━━ Text extract
Separating languages in keywords & caption...

Started by Archive, May 12, 2010, 08:54:34 AM

Previous topic - Next topic

Archive

[Originally posted by pixelpicker on 2009-05-04 22:05:01-07]

Hello to all - and Special Hello to Phil.

After squeezing my head without finding a solution I post my question:

(I posted something related here: copying the caption of different in one new image, but I can't create a script doing this process vice versa.)

I have a lot of images with IPTC headline, keywords and captions in the following format:

headline: language1 blabla blabla | language1 blabla blabla

caption:  language1 blabla blabla | language1 blabla blabla

Keyword1: language1 bla1 | language1 bla2

Keyword2: language1 bla3 | language1 bla4

Keyword3: language1 bla5 | language1 bla6   etc.

This keywords look in some other applications like this (Comma separated):
language1 bla1 | language1 bla2, language1 bla3 | language1 bla4, language1 bla5 | language1 bla6  

One image is keyworded in two languages. The language texts in headline and caption are separated by a " | " Pipe and each language term in keywords is separated also by a Pipe.

This is a horror, cause it gives an information salad https://exiftool.org/forum/Smileys/default/smiley.gif" alt="Smiley" border="0" />

I read in the Exiftool specifications on XMP, that it is possible to save separate languages in XMP fields with language code eg. -en for english. VERY nice! This is what I would like to do, but with my nixed language images.

The logic would be, that Exiftool takes an image and

1) looks in the above three fields for the " | " Pipe.

4) Then copys the the part before the Pipe to the related XMP-language1 filed and

3) then the part after the Pipe to the related XMP-language2 filed

The result would be an image file with separated languages in XMP.

Could anybody give me a hint on how to create the script for this?
━━━━
§ **Task requirements**:
A) Lay out the entries from the line containing "369, row 413." through the line containing "column 70, row 91" as a Markdown table with the columns Number and Entry line, and leave out blank lines.
B) Proceed with the forum thread about separating languages in image keywords and captions, starting right after its last sentence.
The forum thread and the entries come from unrelated sources.
━━ Supplied data
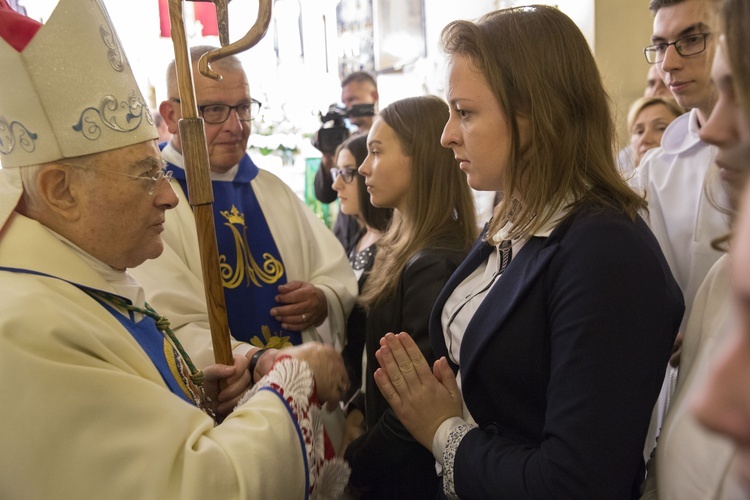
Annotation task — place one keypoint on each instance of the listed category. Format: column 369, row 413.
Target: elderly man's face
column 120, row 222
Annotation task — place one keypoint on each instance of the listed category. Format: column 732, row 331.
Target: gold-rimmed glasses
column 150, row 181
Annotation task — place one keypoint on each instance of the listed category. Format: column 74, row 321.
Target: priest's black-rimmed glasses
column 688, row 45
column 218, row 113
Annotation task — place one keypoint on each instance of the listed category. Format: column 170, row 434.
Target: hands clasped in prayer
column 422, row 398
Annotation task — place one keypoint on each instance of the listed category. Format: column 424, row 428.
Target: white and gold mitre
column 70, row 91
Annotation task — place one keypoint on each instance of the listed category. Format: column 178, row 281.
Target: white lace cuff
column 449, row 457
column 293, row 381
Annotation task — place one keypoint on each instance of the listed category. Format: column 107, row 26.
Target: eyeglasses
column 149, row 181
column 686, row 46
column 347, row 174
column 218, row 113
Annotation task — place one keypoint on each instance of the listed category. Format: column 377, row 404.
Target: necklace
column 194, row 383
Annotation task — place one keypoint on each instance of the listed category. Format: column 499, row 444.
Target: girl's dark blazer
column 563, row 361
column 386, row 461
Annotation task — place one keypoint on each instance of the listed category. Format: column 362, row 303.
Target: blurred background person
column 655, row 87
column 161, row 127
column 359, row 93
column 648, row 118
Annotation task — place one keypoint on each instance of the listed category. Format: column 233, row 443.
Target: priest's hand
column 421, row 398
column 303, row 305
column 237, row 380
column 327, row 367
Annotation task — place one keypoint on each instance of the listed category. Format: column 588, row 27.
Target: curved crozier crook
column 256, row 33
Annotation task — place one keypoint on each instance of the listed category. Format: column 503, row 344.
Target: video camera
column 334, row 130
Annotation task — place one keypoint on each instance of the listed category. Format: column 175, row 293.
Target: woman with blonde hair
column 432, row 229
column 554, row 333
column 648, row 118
━━━━
━━ Supplied data
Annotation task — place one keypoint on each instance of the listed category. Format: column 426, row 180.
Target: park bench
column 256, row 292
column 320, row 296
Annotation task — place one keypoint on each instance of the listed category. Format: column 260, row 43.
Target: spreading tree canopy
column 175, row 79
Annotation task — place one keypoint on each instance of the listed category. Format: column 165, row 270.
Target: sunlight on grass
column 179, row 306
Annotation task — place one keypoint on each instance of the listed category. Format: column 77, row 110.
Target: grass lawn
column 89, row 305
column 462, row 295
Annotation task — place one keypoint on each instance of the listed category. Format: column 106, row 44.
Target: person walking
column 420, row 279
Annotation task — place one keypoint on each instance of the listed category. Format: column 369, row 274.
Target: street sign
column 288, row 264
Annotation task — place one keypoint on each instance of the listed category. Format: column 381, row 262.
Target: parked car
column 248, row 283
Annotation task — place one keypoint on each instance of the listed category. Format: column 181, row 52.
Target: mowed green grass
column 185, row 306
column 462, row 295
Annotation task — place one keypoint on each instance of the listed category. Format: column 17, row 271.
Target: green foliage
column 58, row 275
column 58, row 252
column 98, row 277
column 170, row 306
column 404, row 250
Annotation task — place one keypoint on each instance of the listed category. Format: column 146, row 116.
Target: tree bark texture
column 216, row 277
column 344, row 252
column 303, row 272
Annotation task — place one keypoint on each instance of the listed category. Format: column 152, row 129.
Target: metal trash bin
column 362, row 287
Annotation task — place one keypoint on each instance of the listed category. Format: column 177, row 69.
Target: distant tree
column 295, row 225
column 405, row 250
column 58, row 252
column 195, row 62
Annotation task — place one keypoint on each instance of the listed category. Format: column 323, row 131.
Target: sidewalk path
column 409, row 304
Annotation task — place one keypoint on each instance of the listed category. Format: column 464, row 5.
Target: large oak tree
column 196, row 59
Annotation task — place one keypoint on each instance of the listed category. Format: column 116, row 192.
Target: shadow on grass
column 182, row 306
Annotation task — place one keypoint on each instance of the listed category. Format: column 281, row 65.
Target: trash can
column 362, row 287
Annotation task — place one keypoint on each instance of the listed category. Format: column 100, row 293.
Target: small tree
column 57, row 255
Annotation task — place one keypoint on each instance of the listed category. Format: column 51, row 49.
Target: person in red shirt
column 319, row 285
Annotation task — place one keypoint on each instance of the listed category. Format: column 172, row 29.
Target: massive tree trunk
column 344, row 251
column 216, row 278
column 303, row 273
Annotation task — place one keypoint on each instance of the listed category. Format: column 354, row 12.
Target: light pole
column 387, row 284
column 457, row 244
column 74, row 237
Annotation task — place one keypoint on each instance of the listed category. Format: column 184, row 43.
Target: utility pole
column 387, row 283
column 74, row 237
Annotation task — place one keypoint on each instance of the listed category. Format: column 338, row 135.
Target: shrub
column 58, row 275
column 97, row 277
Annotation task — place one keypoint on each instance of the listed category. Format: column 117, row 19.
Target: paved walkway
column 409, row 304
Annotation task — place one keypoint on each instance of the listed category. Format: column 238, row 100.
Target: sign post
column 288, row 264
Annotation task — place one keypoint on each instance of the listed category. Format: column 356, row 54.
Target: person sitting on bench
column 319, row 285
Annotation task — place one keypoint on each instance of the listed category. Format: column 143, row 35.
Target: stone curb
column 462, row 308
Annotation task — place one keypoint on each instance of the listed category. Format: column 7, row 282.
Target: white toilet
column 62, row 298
━━━━
━━ Supplied data
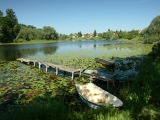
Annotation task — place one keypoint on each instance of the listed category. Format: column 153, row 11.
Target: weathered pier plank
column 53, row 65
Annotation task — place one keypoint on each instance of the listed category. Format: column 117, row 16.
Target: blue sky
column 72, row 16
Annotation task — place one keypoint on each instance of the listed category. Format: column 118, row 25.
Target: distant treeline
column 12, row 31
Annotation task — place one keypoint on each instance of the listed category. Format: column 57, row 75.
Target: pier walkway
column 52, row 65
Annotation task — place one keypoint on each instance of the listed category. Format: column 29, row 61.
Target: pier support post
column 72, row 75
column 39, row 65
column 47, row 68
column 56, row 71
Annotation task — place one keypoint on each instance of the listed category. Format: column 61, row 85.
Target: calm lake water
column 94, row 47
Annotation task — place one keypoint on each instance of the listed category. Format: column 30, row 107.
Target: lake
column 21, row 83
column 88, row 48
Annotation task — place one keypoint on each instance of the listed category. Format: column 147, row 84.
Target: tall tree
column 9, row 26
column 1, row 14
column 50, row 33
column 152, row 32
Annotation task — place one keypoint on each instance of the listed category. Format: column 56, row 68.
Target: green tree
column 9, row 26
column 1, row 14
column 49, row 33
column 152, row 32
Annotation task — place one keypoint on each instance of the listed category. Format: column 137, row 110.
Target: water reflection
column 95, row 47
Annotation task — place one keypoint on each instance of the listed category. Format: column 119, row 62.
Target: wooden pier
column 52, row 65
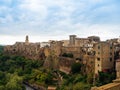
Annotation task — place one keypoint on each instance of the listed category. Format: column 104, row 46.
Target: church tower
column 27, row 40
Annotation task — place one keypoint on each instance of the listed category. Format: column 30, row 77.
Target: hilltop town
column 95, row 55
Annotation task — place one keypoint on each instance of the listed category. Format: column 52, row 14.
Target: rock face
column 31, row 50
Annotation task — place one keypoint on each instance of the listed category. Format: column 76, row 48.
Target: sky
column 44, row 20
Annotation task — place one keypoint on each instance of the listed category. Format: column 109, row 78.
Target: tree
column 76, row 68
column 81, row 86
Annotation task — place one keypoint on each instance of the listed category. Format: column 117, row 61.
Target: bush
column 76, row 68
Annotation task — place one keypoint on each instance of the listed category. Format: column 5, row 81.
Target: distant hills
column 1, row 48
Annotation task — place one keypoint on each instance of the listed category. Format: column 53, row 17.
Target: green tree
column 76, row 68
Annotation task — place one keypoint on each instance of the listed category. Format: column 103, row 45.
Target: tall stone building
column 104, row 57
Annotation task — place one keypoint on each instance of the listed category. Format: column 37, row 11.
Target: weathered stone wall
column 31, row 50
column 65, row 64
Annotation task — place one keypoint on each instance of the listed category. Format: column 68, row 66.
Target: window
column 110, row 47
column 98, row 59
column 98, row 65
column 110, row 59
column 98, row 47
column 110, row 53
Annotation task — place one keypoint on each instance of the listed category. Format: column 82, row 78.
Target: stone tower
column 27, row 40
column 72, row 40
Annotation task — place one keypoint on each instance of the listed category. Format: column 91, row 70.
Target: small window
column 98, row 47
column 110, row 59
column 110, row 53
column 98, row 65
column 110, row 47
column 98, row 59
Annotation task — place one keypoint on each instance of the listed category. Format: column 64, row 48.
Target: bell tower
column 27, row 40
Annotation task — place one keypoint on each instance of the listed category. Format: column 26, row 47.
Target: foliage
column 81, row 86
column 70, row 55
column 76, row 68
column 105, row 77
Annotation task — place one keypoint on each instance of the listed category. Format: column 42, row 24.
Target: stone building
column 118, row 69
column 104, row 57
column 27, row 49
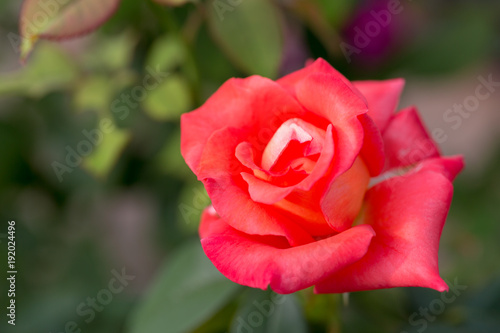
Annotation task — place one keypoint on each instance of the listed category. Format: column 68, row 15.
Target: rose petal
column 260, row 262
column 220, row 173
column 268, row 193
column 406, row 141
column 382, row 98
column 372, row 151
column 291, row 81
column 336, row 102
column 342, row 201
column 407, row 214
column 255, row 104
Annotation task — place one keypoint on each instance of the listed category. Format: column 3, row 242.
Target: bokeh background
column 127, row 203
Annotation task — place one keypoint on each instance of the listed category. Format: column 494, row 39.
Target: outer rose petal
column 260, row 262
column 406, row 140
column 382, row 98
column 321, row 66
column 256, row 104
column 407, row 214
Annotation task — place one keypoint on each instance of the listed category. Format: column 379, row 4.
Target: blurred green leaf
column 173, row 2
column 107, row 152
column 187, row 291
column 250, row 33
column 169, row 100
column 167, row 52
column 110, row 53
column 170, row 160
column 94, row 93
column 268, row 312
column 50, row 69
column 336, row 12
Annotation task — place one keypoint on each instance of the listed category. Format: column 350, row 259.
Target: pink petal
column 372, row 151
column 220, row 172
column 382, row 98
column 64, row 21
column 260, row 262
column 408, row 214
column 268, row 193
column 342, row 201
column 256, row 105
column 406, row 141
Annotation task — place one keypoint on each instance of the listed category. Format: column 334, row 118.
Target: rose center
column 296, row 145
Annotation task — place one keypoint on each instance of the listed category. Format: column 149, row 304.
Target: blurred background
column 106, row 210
━━━━
§ **The replies**:
A)
| Number | Entry line |
|---|---|
| 1 | Annotation task — place one keypoint on each instance of the listed category. Format: column 369, row 413. |
| 2 | Target: elderly man's face |
| 3 | column 120, row 222 |
| 4 | Annotation task — place one keypoint on each instance of the listed category. Format: column 732, row 331. |
| 5 | Target: gold-rimmed glasses |
| 6 | column 150, row 181 |
| 7 | Annotation task — place one keypoint on each instance of the listed category. Format: column 74, row 321. |
| 8 | Target: priest's black-rimmed glasses |
| 9 | column 688, row 45 |
| 10 | column 218, row 113 |
| 11 | Annotation task — place one keypoint on each instance of the listed category. Format: column 170, row 434. |
| 12 | Target: hands clasped in prayer |
| 13 | column 422, row 398 |
| 14 | Annotation task — place one keypoint on each instance of the listed category. Format: column 424, row 428. |
| 15 | Target: white and gold mitre |
| 16 | column 70, row 91 |

B)
Many greetings from

pixelpicker

Archive

[Originally posted by pixelpicker on 2009-05-04 22:59:59-07]

Ups - sorry: the sheme for an image looks of course like this:

headline: language1 blabla blabla | language2 blabla blabla

caption: language1 blabla blabla | language2 blabla blabla

Keyword1: language1 bla1 | language2 bla2

Keyword2: language1 bla3 | language2 bla4

Keyword3: language1 bla5 | language2 bla6 etc.

keywords look in some other applications like this (Comma separated): language1 bla1 | language2 bla2, language1 bla3 | language2 bla4, language1 bla5 | language2 bla6

Many greetings from

pixelpicker

Archive

[Originally posted by exiftool on 2009-05-05 11:33:55-07]

Unfortunately, only the caption (XMP-dc:Description) supports
alternate languages in XMP.  The keywords (XMP-dc:Subject) and
headline (XMP-photoshop:Headline) do not support alternate
languages.  (Only lang-alt type tags support alternate languages
in XMP -- see the tag name documentation for details.)

Given this limitation, do you still want to try to separate the caption
languages?

- Phil

Archive

[Originally posted by pixelpicker on 2009-05-05 14:31:08-07]

Hello Phil! Hope you had a wonderful vacation - welcome back https://exiftool.org/forum/Smileys/default/smiley.gif" alt="Smiley" border="0" />

Yes, I have to do something to separate the language-keywords.

Cause its not possible to write the two languages completely into the XMP it makes no sense to use XMP. Sad.

Half the way I found a solution:

I use your unser-defined tags with the config-file. For the caption it looks like this:

Code:
       MyCaptionB => {
          Require => 'Caption-Abstract',
          ValueConv => q{ $val=~s/([^\|]*)\| .*/\1/ ? $val : undef },
        },

This script cuts everything after the separator | as it looks up to now. (I say "looks" cause I found the command
Code:
s/([^\|]*)\| .*/\1/
in the net and after experimenting it seems to work.)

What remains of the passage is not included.